Travail à faire
Recopiez mot pour mot le passage de l'extrait de page qui va de « Ce film permet » jusqu'à « ou un P-38. » inclus.

Extrait de page
Ce film permet de voir la très grande discipline régnant dans la marine impériale et les rapports hiérarchiques très stricts, et parfois tendus, entre officiers et sous-officiers. On y remarque aussi la fierté des « pilotes de Zéro » se croyant supérieurs aux autres. Le mythe de l’invincibilité du Zéro fut entretenu par la propagande nippone, et l’Etat-Major finit par s’endormir sur ses lauriers, et par sous estimer l’adversaire. Une erreur qui fut fatale. La supériorité du Reisen, sans doute justifiée au début de la guerre, ne l’était plus du tout vers la fin. Sakai, selon ses propres dires, ne craignait pas le Wildcat ou le P-40, mais redoutait de se trouver face à un Hellcat, un Corsair ou un P-38.

Données extraites
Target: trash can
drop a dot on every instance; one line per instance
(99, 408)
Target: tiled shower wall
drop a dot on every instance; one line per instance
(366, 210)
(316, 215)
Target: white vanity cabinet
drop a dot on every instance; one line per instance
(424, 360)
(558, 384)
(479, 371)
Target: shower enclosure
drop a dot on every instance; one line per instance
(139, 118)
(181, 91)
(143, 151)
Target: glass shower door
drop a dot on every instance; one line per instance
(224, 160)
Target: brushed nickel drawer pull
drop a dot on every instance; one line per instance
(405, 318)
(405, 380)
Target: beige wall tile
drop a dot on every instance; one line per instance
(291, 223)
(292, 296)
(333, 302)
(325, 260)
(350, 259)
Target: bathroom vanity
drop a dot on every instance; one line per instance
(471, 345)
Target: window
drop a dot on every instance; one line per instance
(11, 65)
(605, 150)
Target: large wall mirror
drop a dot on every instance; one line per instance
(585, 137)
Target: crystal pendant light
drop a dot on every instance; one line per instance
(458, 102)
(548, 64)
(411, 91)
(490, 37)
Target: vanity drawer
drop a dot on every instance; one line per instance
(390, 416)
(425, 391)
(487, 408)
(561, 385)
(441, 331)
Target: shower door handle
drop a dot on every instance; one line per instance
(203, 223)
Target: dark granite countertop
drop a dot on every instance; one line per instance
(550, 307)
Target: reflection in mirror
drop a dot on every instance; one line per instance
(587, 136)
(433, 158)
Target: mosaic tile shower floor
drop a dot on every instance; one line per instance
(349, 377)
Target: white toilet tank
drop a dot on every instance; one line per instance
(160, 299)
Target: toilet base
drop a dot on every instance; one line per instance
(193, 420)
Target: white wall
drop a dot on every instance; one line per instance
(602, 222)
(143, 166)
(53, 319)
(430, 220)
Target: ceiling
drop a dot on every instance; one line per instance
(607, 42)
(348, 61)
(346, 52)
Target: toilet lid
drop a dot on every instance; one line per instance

Corrigé
Ce film permet de voir la très grande discipline régnant dans la marine impériale et les rapports hiérarchiques très stricts, et parfois tendus, entre officiers et sous-officiers. On y remarque aussi la fierté des « pilotes de Zéro » se croyant supérieurs aux autres. Le mythe de l’invincibilité du Zéro fut entretenu par la propagande nippone, et l’Etat-Major finit par s’endormir sur ses lauriers, et par sous estimer l’adversaire. Une erreur qui fut fatale. La supériorité du Reisen, sans doute justifiée au début de la guerre, ne l’était plus du tout vers la fin. Sakai, selon ses propres dires, ne craignait pas le Wildcat ou le P-40, mais redoutait de se trouver face à un Hellcat, un Corsair ou un P-38.